» **GIVEN PASSAGE**
##########

This nationwide clinical trial funded through the National Institutes of Health including participation from patients at the UNC Diabetes Center, led by John Buse, MD, PhD.
A device known as a bionic pancreas, which uses next-generation technology to automatically deliver insulin, was more effective at maintaining blood glucose (sugar) levels within normal range than standard-of-care management among people with type 1 diabetes, a new multicenter clinical trial has found. The trial, conducted partly at UNC-Chapel Hill was primarily funded by the National Institute of Diabetes and Digestive and Kidney Diseases (NIDDK), part of the National Institutes of Health, and published in the New England Journal of Medicine.
Automated insulin delivery systems, also called artificial pancreas or closed-loop control systems, track a person’s blood glucose levels using a continuous glucose monitor and automatically deliver the hormone insulin when needed using an insulin pump. These systems replace reliance on testing glucose level by fingerstick, continuous glucose monitor with separate insulin delivery through multiple daily injections, or a pump without automation.

##########

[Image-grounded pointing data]
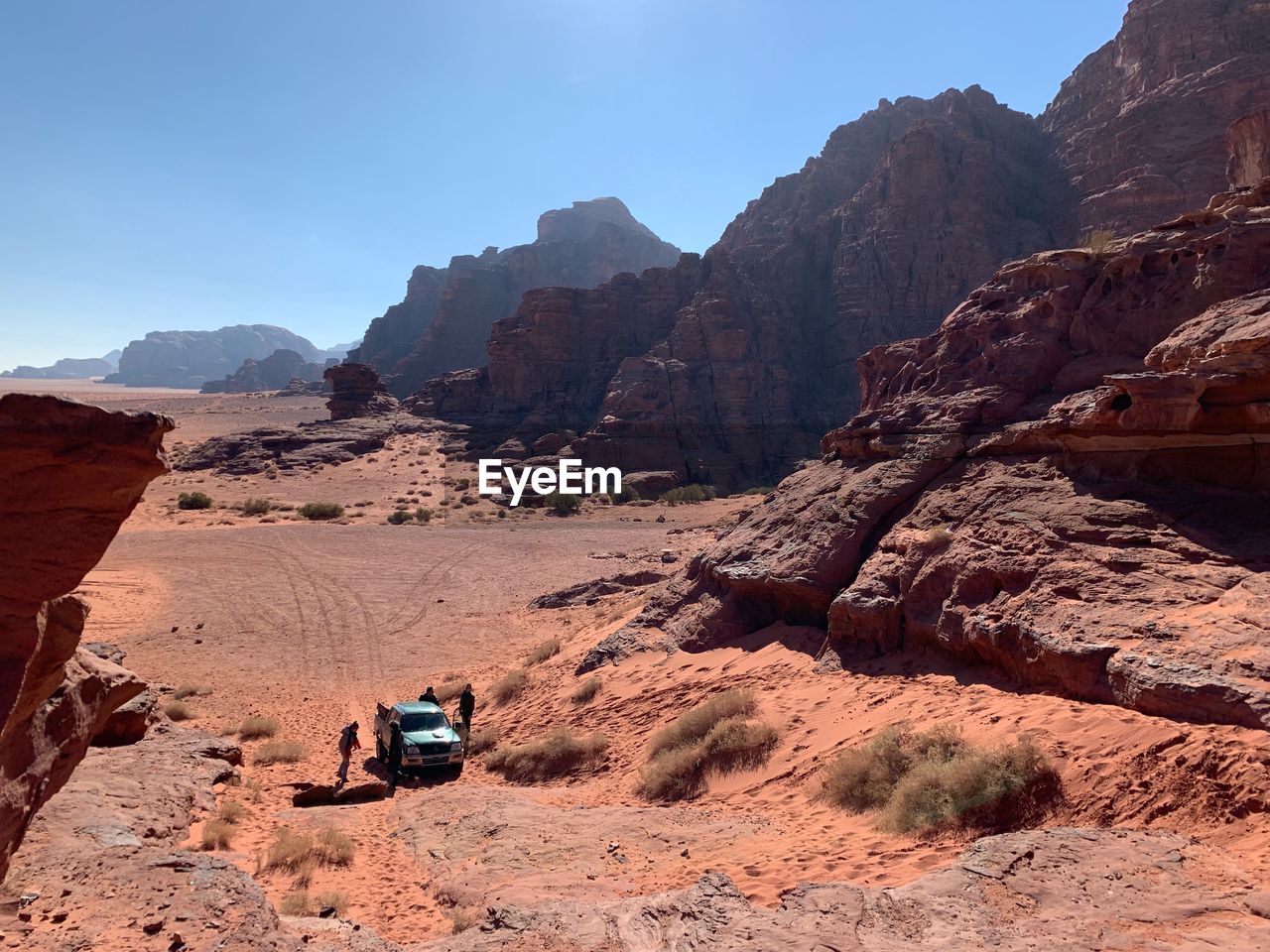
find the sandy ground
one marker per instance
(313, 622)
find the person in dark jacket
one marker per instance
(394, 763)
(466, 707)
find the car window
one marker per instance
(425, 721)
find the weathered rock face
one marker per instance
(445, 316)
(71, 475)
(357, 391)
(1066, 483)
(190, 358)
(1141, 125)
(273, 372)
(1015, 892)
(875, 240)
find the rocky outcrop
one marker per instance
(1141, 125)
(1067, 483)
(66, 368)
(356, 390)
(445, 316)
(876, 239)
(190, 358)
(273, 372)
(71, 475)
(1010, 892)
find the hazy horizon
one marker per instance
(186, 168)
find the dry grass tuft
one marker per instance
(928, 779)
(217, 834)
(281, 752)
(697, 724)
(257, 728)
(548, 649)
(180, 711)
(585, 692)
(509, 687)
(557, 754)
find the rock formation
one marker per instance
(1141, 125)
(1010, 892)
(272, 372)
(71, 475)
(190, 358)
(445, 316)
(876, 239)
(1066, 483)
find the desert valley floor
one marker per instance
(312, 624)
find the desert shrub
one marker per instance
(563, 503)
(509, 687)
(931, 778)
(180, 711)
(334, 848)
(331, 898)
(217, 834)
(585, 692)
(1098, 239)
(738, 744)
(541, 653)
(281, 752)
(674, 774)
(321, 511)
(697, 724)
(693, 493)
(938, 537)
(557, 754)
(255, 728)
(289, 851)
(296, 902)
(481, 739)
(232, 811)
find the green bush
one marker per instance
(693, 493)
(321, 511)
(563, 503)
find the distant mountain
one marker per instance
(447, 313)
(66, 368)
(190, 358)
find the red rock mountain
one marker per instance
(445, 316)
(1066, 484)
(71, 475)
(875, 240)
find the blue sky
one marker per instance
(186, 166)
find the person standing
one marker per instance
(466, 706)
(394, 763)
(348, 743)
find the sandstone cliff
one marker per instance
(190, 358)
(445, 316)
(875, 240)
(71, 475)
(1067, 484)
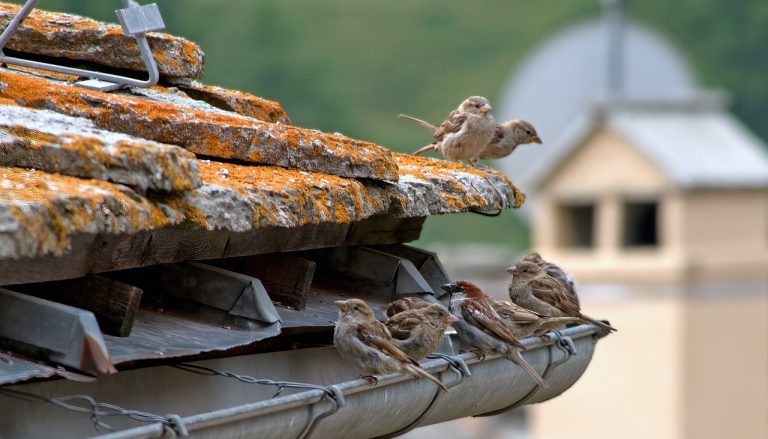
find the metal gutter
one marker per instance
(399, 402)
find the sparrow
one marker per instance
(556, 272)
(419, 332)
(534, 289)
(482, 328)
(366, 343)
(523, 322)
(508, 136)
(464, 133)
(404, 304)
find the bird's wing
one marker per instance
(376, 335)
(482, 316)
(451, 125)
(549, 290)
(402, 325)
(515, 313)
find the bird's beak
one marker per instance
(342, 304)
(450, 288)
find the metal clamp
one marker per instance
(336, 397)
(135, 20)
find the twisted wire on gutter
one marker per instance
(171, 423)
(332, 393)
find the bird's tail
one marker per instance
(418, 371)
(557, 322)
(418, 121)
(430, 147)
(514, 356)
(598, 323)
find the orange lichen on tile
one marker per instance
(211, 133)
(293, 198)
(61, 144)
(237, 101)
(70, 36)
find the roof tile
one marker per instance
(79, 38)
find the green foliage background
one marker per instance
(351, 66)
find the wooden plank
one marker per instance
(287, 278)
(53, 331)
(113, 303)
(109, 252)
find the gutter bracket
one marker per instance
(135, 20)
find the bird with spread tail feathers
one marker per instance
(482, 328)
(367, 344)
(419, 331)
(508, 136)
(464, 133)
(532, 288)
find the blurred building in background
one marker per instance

##########

» **ACTIONS TO TAKE**
1 - Revise the bionic pancreas article from "This nationwide clinical" up to and including "Buse, MD, PhD.", replacing "nationwide" with "national".
2 - Continue the bionic pancreas article from its last sentence.

» **ANSWERS**
1 -
This national clinical trial funded through the National Institutes of Health including participation from patients at the UNC Diabetes Center, led by John Buse, MD, PhD.

2 -
Compared to other available artificial pancreas technologies, the bionic pancreas requires less user input and provides more automation because the device’s algorithms continually adjust insulin doses automatically based on users’ needs. Users initialize the bionic pancreas by entering their body weight into the device’s dosing software at the time of first use.
Users of the bionic pancreas also do not have to count carbohydrates, nor initiate doses of insulin to correct for high blood glucose. In addition, health care providers do not need to make periodic adjustments to the settings of the device.
The 13-week trial, conducted at UNC-Chapel Hill under the leadership of John Buse, MD, PhD, director of the UNC Diabetes Center, and 15 other clinical sites across the United States, enrolled 326 participants ages 6 to 79 years who had type 1 diabetes and had been using insulin for at least one year. Participants were randomly assigned to either a treatment group using the bionic pancreas device or a standard-of-care control group using their personal pre-study insulin delivery method. All participants in the control group were provided with a continuous glucose monitor, and nearly one-third of the control group were using commercially available artificial pancreas technology during the study.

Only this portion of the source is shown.